- Texte du document:

%%

Il suffit parfois d’une voix ferme, insolente, pour changer la face d’une guerre. Et l’image que la Russie donne d’elle-même. La cohue qui a accueilli, jeudi 5 janvier à Moscou, Sergueï Kovalev, l’empressement avec lequel les télévisions russes, officielles ou pas, ont diffusé ses paroles, montrent combien cet homme est aujourd’hui nécessaire. Sakharov est mort, Soljenitsyne se tait depuis trois semaines. C’est donc lui, petit, déplumé, myope, qui parle. Clairement, brutalement. Il s’est résolu, à contre-coeur, à quitter Grozny pour Moscou, « parce que c’est la dernière chance d’arrêter le massacre », parce qu’il faut empêcher « qu’un bain de sang recouvre un énorme mensonge, selon la logique qui veut qu’on ne juge pas les vainqueurs ». Et aussi parce qu’« on ne peut pas accepter de vivre dans un pays dirigé par des ordures ».

L’homme qui assène ces mots a demandé « exigé » d’être reçu par Boris Eltsine. Après tout, c’est le président qui l’avait nommé à la tête de la commission de défense des droits de l’homme. Au prix d’un pénible entretien avec le bras droit de Boris Eltsine, Viktor Iliouchine, qui lui a longuement expliqué comment il convenait « de s’adresser au président », il a fini par obtenir une audience, en principe pour vendredi 6 janvier à 13 heures, à moins que, devant tant d’insolence, Boris Eltsine ne se ravise. « Je veux le regarder dans les yeux ». « Je suis à peu près convaincu qu’on lui présente une version mensongère des faits, au moins en partie. Mais cela ne lui enlève pas sa responsabilité. »

Les bobards de la propagande officielle

On lui pose des questions, sur les « mercenaires islamistes », le sort des prisonniers russes, les « bandits tchétchènes », et il démonte tranquillement, un à un, les bobards de la propagande officielle « plus invraisemblables que ce que nous avons connu ici depuis soixante-dix ans ». Il décrit Grozny, qui ressemble par endroits « au quartier de Stalingrad qu’on avait laissé à l’état de ruines, comme un monument ». Il n’hésite pas, non plus, à tirer quelques conclusions politiques, à rebrousse-poil. « Mon pronostic, c’est que la Tchétchénie ne fera plus partie de la Russie. » Avant l’assaut et les bombardements, une autre issue aurait été possible. « Plus maintenant. » Ou encore : « Vous croyez vraiment que c’est comme ça qu’on dissuade les pays d’Europe orientale de faire partie de l’OTAN. Si j’étais à Varsovie, aujourd’hui, je me dépêcherais d’adhérer. »

%%

- Données disponibles:
%%

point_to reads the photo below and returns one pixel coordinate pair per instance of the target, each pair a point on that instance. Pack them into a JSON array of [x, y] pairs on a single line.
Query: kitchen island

%%

- Liste des tâches:
1. Traduisez en anglais cette phrase de l’article sur Sergueï Kovalev : « Sakharov est mort, Soljenitsyne se tait depuis trois semaines. »
2. Indiquez, s’il vous plaît, si chaque affirmation concorde avec l’article sur Sergueï Kovalev, par oui ou non, en citant les mots décisifs de l’article. (a) Kovalev a obtenu une audience auprès de Boris Eltsine, prévue en principe pour le vendredi 6 janvier. (b) Kovalev a quitté Grozny pour Moscou avec enthousiasme. (c) Kovalev prévoit que la Tchétchénie restera dans la Russie.

- Corrigé des exercices:
1. Sakharov is dead, and Solzhenitsyn has been silent for three weeks.

2.
(a) Oui : « il a fini par obtenir une audience, en principe pour vendredi 6 janvier à 13 heures ».
(b) Non : « Il s’est résolu, à contre-coeur, à quitter Grozny pour Moscou ».
(c) Non : « Mon pronostic, c’est que la Tchétchénie ne fera plus partie de la Russie. »